Retype every one of the entries below character for character, leaving out the pictures.

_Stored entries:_
● ● ● ● ●
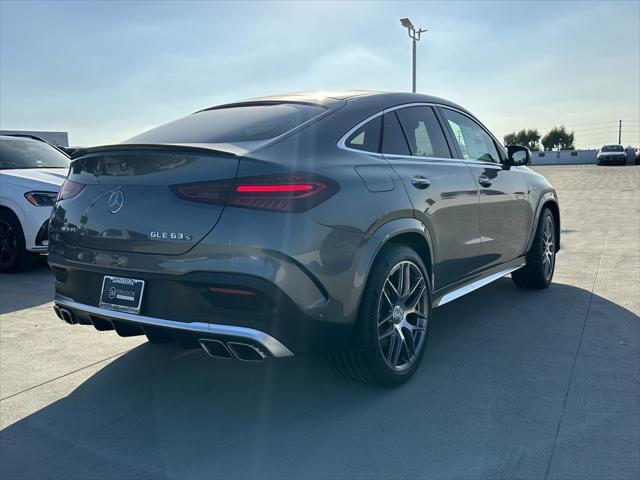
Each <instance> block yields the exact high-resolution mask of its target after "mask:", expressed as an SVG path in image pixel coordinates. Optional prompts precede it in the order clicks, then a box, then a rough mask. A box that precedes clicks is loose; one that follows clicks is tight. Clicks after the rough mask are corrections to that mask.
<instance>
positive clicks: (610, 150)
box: [601, 145, 624, 152]
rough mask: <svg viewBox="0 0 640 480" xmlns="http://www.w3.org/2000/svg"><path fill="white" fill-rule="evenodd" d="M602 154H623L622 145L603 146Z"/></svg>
mask: <svg viewBox="0 0 640 480" xmlns="http://www.w3.org/2000/svg"><path fill="white" fill-rule="evenodd" d="M601 151H602V152H624V148H622V145H605V146H604V147H602V150H601Z"/></svg>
● ● ● ● ●
_Task result:_
Each <instance> block yields the exact high-resolution mask of its target after "mask:", expressed as an SVG path in image pixel coordinates. Optional prompts precede it in the order clicks, then a box, then a rough mask. A box that precedes clicks is loose; one that follows clicks is tight. Clicks after the rough mask are corrections to that mask.
<instance>
positive clicks: (610, 150)
box: [601, 145, 624, 152]
rough mask: <svg viewBox="0 0 640 480" xmlns="http://www.w3.org/2000/svg"><path fill="white" fill-rule="evenodd" d="M602 154H623L622 145L603 146Z"/></svg>
mask: <svg viewBox="0 0 640 480" xmlns="http://www.w3.org/2000/svg"><path fill="white" fill-rule="evenodd" d="M601 151H602V152H624V148H622V145H605V146H604V147H602V150H601Z"/></svg>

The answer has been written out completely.